DATA EXTRACTS »
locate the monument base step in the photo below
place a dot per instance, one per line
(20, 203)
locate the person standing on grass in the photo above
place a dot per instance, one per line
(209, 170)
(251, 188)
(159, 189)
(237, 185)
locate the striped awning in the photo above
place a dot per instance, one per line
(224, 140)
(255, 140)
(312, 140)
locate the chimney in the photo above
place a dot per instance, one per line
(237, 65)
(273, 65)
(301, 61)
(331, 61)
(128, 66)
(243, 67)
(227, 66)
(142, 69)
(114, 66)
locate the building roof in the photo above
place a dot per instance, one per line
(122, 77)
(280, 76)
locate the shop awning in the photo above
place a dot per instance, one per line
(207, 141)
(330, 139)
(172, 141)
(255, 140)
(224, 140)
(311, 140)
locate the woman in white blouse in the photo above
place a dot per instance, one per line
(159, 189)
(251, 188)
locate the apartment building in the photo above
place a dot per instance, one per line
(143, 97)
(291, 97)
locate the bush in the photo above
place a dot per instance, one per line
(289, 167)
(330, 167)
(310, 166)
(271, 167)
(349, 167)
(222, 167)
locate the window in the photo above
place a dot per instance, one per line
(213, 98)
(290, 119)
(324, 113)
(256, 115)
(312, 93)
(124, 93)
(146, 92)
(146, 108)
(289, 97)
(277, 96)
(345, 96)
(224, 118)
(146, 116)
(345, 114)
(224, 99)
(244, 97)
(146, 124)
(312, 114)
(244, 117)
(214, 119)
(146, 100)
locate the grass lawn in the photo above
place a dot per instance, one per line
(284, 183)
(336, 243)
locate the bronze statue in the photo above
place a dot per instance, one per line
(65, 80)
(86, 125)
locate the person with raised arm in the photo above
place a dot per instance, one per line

PROMPT » Take the listing above and write it out again exactly.

EXERCISE SOLUTION »
locate the monument base step in the photo below
place a dot per instance, one per line
(20, 203)
locate the person standing on grass in the photo above
place a dot per instance, one per line
(209, 170)
(251, 188)
(159, 189)
(237, 185)
locate the striped awning in the photo above
place a dot per instance, one per line
(224, 140)
(255, 140)
(312, 140)
locate the chimney in the photo above
place a dot per instance, one per line
(237, 65)
(273, 65)
(301, 61)
(331, 61)
(128, 66)
(243, 67)
(227, 66)
(142, 69)
(114, 66)
locate the building roof in the photo above
place a dot per instance, one per line
(122, 77)
(280, 76)
locate the shop awning in the photo above
place a dot per instance, one per line
(207, 141)
(330, 139)
(172, 141)
(255, 140)
(224, 140)
(311, 140)
locate the woman in white blouse in the photo above
place a dot per instance, one per line
(159, 189)
(251, 188)
locate the apartment building in the photo above
place a dot per instance, one per line
(143, 97)
(291, 97)
locate the bush in the photo above
place a dot per instance, one per line
(289, 167)
(330, 167)
(310, 166)
(271, 167)
(349, 167)
(222, 167)
locate the window in the photo above
place a dot per instance, one per line
(213, 98)
(290, 119)
(324, 113)
(256, 115)
(312, 93)
(124, 93)
(146, 92)
(146, 108)
(289, 97)
(277, 96)
(345, 96)
(224, 118)
(146, 116)
(345, 114)
(224, 99)
(244, 97)
(146, 124)
(312, 114)
(244, 117)
(214, 119)
(146, 100)
locate the grass lawn in the photo above
place a dot per instance, one per line
(284, 183)
(336, 243)
locate the bronze statue in the photo above
place a dot per instance, one per line
(65, 80)
(86, 125)
locate the person with raised arm in the photo above
place a dot per instance, one per line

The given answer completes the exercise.